▶ _Excerpted passage_:
******************************
Masters from Buddy Holly and John Coltrane vanished in the fire, which also took hit singles “Rock Around the Clock” by Bill Haley & His Comets,  Etta James’s “At Last” and the Kingsmen’s “Louie Louie,” according to the Times.

The list continues, with decades’ worth of artists’ master music recordings lost. Recordings by Ray Charles, Neil Diamond, Sonny and Cher, Joni Mitchell, Cat Stevens, Elton John, Eric Clapton, Jimmy Buffett, the Eagles, Aerosmith, Tom Petty and the Heartbreakers, the Police, Sting, R.E.M., Janet Jackson, Guns N’ Roses, Mary J. Blige, No Doubt, Nine Inch Nails, Snoop Dogg, Nirvana, Beck, Sheryl Crow, Tupac Shakur, Eminem, and 50 Cent are just some of the artists whose works were affected.

The list also includes recordings that had never been commercially released, the Times reports.

The fire broke out in the early hours of June 1, 2008, after maintenance workers used blowtorches to fix the roof of a building on the set of New England Street, which served as the backdrop for several movies and TV shows.

Once the workers left, the flames formed and reached the video vault, which had videotapes, film reels and a library of master sound recordings, the Times reports. Emergency personnel who later responded to the scene chose to take apart the warehouse with the vault to make it easier to extinguish the flames.

While news of the fire spread across the world, most coverage focused only on the video recordings in the archive, according to the Times.
******************************
▶ _Extracted records_:

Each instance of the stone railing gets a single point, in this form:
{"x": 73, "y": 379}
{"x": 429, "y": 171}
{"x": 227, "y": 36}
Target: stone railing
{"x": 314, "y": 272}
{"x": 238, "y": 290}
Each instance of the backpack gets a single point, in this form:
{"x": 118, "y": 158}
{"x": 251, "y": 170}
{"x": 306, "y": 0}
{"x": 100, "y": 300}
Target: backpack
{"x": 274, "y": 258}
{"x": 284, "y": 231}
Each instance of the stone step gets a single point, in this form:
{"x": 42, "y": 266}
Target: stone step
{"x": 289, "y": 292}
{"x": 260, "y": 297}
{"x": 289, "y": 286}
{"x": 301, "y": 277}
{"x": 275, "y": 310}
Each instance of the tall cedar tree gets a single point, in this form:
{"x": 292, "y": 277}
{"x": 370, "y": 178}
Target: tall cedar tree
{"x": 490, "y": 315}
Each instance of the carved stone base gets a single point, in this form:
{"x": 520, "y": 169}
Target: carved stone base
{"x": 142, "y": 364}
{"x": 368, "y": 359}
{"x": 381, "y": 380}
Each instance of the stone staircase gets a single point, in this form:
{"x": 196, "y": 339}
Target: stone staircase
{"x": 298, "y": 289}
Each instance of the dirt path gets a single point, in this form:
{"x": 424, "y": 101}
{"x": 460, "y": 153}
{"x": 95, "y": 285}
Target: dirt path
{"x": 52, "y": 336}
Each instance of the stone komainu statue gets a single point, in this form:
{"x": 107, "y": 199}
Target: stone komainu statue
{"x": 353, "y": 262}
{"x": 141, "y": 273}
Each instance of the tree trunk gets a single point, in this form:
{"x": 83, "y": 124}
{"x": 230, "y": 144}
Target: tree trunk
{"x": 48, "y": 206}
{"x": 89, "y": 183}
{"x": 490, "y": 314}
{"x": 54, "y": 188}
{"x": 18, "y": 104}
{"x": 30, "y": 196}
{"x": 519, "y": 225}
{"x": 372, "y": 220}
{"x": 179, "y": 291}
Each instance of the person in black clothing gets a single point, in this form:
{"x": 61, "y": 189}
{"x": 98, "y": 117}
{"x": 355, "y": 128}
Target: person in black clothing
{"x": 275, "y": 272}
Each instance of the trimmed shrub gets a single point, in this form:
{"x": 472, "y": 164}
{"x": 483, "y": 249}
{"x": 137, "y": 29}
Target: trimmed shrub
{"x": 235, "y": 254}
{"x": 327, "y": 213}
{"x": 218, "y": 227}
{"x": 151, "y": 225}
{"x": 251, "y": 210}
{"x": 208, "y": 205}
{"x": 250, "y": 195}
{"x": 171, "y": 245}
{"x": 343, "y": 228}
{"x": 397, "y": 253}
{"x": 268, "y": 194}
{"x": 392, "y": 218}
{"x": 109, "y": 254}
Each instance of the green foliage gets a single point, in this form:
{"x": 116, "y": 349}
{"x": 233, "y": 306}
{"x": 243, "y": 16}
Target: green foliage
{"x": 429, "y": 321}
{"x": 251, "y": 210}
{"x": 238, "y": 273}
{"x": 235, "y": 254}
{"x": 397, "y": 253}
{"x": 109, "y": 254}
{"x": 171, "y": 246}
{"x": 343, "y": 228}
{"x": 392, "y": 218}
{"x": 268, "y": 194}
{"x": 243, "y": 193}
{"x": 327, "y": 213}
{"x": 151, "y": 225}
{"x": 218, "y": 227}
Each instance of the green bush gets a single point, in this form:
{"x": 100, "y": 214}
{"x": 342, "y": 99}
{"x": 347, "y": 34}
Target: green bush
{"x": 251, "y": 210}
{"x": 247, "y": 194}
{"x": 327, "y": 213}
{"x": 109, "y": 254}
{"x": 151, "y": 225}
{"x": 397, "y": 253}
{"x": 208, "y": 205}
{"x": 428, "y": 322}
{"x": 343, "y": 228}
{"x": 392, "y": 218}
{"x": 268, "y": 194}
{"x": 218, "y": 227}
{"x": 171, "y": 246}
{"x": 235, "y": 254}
******************************
▶ _What you will do_:
**a)** In the passage about the 2008 fire, what tools were the maintenance workers using to fix the roof?
**b)** Repeat the portion of the fire passage that begins with the words containing "The list also" and ends with "archive, according to the Times.".
These records were drawn from a separate source.

▶ _Outputs by task_:
**a)** Blowtorches.

**b)**
The list also includes recordings that had never been commercially released, the Times reports.

The fire broke out in the early hours of June 1, 2008, after maintenance workers used blowtorches to fix the roof of a building on the set of New England Street, which served as the backdrop for several movies and TV shows.

Once the workers left, the flames formed and reached the video vault, which had videotapes, film reels and a library of master sound recordings, the Times reports. Emergency personnel who later responded to the scene chose to take apart the warehouse with the vault to make it easier to extinguish the flames.

While news of the fire spread across the world, most coverage focused only on the video recordings in the archive, according to the Times.